* **Instructions for the task**
In the release notes, what should the `obs_shape` property be replaced with?

* **Source extract**

========================

This release touches most of the codebase.
Major Additions
- added `XYObjectShadedData` dataset, which is exactly the same as `XYObjectData` but the ground truth factors differ. This might be useful for testing how metrics are affected by the ground truth representation of factors. Note that XYObjectData differs from previous versions due to this.
- added `DSpritesImagenetData` dataset that is the same as `DSpritesData` but masks that background or foreground depending on the mode and replaces the content with deterministic data from tiny-imagenet
- added `disent.framework.vae.AdaGVaeMinimal` which is a minimal implementation of `AdaVae` configured to run in `gvae`
- added `disent.util.lightning.callbacks.VaeGtDistsLoggingCallback` which logs various distances matrices computed from averaged ground truth factor traversals.
- Updated experiment files to use hydra 1.1
+ can now switch between `train` and `prepare_data` modes with the defaults group `run_action=train`
Other Additions
- added `shallow_copy` to `disent.dataset.DisentDataset` enabling a shallow copy of the dataset but overriding specific properties such as the transform
- added new `disent.dataset.transform` including `ToImgTensorF32` (was `ToStandardisedTensor `) and `ToImgTensorU8`
- additions to `H5Builder`
+ `add_dataset_from_array` that constructs and fills a dataset in the hdf5 file from an array
+ converted into context manager instead of manually opening the hdf5 file
- additions to `StateSpace` (and ground truth dataset child classes)
+ `normalise_factor_idx` convert names of ground truth factors into the numerical value
+ `normalise_factor_idxs` convert a name, an idx, lists of names, or lists of idxs to the numerical values of the ground truth factors.
- `disent.dataset.util.stats` added `compute_data_mean_std(data)` to compute the mean and std of datasets
- added `disent.schedule.SingleSchedule`
- improved `disent.util.deprecate.deprecated`, now prints the stack trace for the call location of the deprecated function by default. This can be disabled.
- added `restart` method to `disent.util.profiling.Timer` for easy use within a loop
- added `disent.util.vizualize.plot` which contains various matplotlib helper code used throughout the library and PyTorch lightning callbacks.
Breaking Changes
- removed confusing `observation_shape` and `obs_shape` properties from `GroundTruthData` and any child classes. Any methods that require these properties across disent had their names update too. For example the `ArrayGroundTruthData` class now takes `x_shape`.
+ `observation_shape` `(H, W, C)` should be replaced with `img_shape`, you will need to update your overrides in child classes
+ `obs_shape` `(C, H, W)` should be replaced with `x_shape`
- `XYObjectData` default parameters updated for `XYObjectShadedData `, dataset and colour palettes differs slightly from previous versions.

========================

* **Raw data**
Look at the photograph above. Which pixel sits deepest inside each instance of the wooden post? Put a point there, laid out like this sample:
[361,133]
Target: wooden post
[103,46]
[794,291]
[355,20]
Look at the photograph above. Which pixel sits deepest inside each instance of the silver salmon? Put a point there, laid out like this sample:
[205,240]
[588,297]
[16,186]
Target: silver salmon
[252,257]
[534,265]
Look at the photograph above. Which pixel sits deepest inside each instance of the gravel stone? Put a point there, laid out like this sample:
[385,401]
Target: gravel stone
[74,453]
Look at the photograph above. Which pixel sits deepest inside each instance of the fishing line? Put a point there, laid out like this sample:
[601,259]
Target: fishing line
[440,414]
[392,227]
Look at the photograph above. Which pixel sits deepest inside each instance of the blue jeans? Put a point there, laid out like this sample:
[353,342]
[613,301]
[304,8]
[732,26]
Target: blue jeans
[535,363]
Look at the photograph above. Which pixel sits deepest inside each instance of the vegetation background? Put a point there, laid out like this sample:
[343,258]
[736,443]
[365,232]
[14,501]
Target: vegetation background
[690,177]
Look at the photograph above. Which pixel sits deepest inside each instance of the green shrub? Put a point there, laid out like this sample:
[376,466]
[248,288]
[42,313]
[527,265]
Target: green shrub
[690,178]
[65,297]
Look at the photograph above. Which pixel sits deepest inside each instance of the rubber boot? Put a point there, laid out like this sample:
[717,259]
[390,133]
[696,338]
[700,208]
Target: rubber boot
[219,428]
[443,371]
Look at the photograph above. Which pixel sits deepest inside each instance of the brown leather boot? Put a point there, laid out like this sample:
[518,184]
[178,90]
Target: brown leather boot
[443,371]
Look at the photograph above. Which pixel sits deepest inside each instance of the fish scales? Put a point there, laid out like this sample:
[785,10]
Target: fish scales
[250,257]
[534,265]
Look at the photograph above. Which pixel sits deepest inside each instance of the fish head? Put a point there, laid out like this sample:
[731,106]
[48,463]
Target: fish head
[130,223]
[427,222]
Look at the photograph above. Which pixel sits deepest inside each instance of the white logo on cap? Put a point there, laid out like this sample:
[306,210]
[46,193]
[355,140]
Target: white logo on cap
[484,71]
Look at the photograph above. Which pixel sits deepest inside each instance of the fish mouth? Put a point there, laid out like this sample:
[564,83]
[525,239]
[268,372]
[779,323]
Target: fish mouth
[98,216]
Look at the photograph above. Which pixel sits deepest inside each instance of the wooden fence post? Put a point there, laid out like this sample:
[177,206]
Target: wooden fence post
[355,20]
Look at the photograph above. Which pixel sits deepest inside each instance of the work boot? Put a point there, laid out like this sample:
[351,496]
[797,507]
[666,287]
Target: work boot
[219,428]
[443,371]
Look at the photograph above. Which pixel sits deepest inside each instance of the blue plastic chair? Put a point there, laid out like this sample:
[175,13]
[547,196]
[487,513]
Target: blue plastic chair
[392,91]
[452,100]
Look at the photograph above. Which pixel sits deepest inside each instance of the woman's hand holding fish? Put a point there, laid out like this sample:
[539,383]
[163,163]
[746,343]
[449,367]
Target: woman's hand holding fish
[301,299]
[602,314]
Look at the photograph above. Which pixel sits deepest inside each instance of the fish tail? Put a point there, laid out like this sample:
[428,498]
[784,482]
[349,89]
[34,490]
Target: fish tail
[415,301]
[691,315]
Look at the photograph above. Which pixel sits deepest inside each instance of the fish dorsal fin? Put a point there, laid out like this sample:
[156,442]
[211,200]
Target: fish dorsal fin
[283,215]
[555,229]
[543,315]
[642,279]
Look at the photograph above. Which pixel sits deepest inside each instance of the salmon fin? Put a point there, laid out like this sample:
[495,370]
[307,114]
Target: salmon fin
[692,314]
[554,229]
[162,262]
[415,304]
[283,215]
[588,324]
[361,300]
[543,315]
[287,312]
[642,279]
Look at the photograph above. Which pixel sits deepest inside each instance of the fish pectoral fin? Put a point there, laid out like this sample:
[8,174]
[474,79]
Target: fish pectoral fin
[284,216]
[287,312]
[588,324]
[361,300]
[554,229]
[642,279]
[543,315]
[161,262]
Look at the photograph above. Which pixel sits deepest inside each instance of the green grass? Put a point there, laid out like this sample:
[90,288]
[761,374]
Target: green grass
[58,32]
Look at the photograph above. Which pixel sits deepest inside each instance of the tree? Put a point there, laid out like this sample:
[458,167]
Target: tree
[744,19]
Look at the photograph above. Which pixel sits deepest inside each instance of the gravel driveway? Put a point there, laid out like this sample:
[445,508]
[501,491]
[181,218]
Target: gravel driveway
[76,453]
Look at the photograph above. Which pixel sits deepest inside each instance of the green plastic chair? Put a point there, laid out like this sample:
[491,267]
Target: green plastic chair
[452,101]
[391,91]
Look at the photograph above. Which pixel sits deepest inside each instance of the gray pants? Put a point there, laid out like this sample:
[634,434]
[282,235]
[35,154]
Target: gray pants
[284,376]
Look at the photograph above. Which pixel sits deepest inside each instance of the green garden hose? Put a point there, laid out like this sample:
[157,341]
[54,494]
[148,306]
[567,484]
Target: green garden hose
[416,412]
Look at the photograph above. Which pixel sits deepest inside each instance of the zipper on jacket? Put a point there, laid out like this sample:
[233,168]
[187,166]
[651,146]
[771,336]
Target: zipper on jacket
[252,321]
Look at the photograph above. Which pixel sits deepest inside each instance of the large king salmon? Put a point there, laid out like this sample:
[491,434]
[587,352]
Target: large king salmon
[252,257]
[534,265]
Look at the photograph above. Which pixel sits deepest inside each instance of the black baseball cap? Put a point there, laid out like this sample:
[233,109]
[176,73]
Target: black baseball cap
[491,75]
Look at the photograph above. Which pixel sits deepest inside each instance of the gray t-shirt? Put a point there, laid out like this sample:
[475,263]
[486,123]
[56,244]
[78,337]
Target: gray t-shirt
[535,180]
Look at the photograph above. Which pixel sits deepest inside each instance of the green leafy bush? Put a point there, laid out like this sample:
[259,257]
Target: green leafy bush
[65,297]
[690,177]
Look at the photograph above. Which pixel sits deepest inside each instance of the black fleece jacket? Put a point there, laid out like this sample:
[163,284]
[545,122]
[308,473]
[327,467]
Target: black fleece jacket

========================

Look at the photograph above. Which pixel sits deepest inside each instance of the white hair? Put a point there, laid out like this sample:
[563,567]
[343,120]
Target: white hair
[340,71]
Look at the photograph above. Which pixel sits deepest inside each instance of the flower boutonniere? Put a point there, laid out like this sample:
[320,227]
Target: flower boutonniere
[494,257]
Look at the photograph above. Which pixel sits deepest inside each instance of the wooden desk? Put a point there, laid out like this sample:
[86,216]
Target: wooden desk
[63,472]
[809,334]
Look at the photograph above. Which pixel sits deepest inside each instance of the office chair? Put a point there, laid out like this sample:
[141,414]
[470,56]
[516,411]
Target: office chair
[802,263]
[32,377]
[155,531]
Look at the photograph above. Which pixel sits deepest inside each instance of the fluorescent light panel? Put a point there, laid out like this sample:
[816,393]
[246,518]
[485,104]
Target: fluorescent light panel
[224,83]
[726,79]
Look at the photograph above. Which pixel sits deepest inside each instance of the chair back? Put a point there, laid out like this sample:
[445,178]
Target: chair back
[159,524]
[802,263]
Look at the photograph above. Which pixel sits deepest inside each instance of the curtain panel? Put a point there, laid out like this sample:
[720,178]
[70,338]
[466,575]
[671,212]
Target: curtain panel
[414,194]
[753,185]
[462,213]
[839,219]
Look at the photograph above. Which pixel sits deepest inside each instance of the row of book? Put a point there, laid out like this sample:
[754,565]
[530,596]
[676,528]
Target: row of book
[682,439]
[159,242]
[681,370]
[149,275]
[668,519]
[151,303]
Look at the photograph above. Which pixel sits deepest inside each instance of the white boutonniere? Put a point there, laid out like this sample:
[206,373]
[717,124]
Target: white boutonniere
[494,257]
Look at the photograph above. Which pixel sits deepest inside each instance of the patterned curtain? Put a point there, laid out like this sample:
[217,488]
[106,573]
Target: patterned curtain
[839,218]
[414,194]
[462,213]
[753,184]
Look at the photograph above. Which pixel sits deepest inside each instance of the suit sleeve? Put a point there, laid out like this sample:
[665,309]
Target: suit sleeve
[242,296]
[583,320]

========================

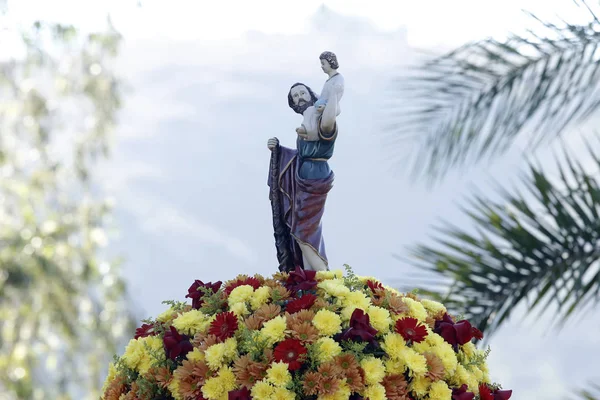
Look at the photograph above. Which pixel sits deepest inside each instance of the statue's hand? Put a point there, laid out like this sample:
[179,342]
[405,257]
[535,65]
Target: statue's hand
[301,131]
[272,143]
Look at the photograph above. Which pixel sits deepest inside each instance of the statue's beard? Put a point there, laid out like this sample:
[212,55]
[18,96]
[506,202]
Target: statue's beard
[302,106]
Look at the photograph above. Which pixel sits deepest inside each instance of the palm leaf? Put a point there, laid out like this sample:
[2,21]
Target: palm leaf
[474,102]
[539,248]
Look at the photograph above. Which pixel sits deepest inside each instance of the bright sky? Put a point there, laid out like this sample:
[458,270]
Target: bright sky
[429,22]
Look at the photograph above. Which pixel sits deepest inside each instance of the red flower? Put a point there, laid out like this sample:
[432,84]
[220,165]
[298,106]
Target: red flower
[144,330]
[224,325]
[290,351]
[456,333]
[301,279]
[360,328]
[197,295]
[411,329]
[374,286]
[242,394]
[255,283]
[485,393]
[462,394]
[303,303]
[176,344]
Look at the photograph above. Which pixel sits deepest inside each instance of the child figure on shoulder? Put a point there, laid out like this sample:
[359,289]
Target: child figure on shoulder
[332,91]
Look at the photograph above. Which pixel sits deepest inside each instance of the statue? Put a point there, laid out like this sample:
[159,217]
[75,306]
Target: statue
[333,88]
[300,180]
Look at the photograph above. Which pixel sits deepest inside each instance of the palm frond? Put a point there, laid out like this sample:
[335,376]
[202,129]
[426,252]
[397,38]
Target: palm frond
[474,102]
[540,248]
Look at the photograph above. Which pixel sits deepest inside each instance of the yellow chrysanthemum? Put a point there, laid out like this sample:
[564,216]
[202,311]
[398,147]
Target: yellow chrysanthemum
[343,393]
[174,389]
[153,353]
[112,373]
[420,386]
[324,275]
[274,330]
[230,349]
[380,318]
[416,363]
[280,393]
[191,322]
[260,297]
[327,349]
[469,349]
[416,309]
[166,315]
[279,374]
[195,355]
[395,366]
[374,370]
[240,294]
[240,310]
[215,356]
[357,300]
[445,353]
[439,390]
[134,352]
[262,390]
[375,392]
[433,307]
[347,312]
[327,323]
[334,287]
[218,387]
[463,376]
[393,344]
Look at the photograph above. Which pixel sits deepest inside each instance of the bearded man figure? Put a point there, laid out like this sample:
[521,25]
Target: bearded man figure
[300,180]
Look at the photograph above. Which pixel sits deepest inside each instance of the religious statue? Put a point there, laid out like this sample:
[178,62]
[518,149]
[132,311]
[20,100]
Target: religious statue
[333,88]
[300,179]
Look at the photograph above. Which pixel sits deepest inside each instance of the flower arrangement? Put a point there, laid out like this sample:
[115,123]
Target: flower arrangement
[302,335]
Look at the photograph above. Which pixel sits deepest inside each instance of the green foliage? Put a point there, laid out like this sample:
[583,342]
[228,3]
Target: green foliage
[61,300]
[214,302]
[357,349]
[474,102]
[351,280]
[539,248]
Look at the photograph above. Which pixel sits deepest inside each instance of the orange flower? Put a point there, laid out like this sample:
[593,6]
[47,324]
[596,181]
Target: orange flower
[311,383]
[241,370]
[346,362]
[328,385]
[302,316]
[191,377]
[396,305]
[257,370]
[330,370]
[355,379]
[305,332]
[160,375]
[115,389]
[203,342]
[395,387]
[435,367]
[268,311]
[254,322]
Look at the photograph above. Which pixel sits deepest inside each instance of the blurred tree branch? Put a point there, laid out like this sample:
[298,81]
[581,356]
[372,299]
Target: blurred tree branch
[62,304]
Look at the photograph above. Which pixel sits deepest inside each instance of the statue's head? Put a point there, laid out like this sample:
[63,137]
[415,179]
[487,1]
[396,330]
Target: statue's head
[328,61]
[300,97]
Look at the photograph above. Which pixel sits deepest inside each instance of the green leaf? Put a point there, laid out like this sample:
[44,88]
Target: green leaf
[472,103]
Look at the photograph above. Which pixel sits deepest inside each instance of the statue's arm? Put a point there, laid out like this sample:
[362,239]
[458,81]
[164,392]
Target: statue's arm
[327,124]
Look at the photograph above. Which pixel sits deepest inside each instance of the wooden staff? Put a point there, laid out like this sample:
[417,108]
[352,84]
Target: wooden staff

========================

* **Task result**
`x_shape`